- [Document excerpt]
_ _ _ _ _

It’s a mock epic of petty vanities and temptations and the erosion of values, of greed and corruption and the flouting of many laws by many people in positions of power. Alan Feuer tracked the sprawling saga for the New York Times in April, detailing a “Dickensian cast of characters” connected in an “intersecting web of venality and vice.” Bill de Blasio shows up frequently but was charged with no wrongdoing. Lucky him.
Reichberg’s co-defendant, former NYPD Deputy Inspector James Grant, was acquitted on all charges. In Grant’s case, prosecutors apparently failed to meet the public corruption standard set by the Supreme Court’s 2016 McDonnell decision. McDonnell narrowed the legal definition of public corruption, mandating that prosecutors must show a clear quid-pro-quo “official act” benefiting a crooked scheme. Actions such as “setting up a meeting, talking to another official, or organizing an event” are not enough, the court ruled. “To qualify as an ‘official act,’ the public official must make a decision or take an action on that question or matter, or agree to do so.”

_ _ _ _ _

- [Provided material]
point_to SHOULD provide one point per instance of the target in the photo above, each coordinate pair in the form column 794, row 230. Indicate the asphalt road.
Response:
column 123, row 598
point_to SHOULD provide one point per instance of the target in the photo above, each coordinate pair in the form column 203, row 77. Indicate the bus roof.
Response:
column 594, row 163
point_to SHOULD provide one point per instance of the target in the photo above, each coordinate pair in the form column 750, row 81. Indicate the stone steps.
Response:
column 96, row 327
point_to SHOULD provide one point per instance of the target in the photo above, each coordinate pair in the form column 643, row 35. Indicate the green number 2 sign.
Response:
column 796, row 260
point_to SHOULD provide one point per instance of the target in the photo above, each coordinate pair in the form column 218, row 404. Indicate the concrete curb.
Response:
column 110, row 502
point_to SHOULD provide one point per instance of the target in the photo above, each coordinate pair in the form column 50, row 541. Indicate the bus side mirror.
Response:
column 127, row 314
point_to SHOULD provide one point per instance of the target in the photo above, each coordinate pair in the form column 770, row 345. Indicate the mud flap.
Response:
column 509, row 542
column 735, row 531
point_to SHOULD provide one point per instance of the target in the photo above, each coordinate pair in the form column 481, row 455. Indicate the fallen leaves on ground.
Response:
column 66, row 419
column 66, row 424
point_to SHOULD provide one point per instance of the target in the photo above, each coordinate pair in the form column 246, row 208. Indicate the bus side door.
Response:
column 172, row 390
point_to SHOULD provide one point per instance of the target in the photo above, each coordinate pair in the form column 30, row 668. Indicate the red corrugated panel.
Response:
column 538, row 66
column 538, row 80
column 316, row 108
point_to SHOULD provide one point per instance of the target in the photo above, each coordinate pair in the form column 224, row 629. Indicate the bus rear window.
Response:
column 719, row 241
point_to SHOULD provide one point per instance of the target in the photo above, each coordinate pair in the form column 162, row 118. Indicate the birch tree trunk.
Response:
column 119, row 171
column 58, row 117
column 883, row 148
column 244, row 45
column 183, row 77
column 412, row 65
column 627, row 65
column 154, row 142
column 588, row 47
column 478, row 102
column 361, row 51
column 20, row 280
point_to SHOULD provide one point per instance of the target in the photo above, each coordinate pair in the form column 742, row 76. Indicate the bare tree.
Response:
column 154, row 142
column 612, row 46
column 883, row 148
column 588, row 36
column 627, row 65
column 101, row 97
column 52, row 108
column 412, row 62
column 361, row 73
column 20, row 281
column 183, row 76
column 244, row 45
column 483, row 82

_ _ _ _ _

- [Tasks]
#1 Answer these from the corruption-case excerpt:
(a) Who covered the saga for the New York Times in April?
(b) What position did James Grant formerly hold?
(c) In what year did the Supreme Court issue the McDonnell decision?
#2 Turn the paragraph in the corruption-case excerpt that begins "Reichberg’s co-defendant" into a short bulleted list that keeps its main facts.

- [Replies]
#1
(a) Alan Feuer
(b) NYPD Deputy Inspector
(c) 2016

#2
- Former NYPD Deputy Inspector James Grant, Reichberg’s co-defendant, was acquitted on all charges.
- Prosecutors apparently failed to meet the public corruption standard set by the Supreme Court’s 2016 McDonnell decision.
- That decision narrowed the legal definition of public corruption: prosecutors must show a clear quid-pro-quo "official act" benefiting a crooked scheme.
- Setting up a meeting, talking to another official or organizing an event is not enough.
- An official act requires the official to make a decision or take an action on the matter, or agree to do so.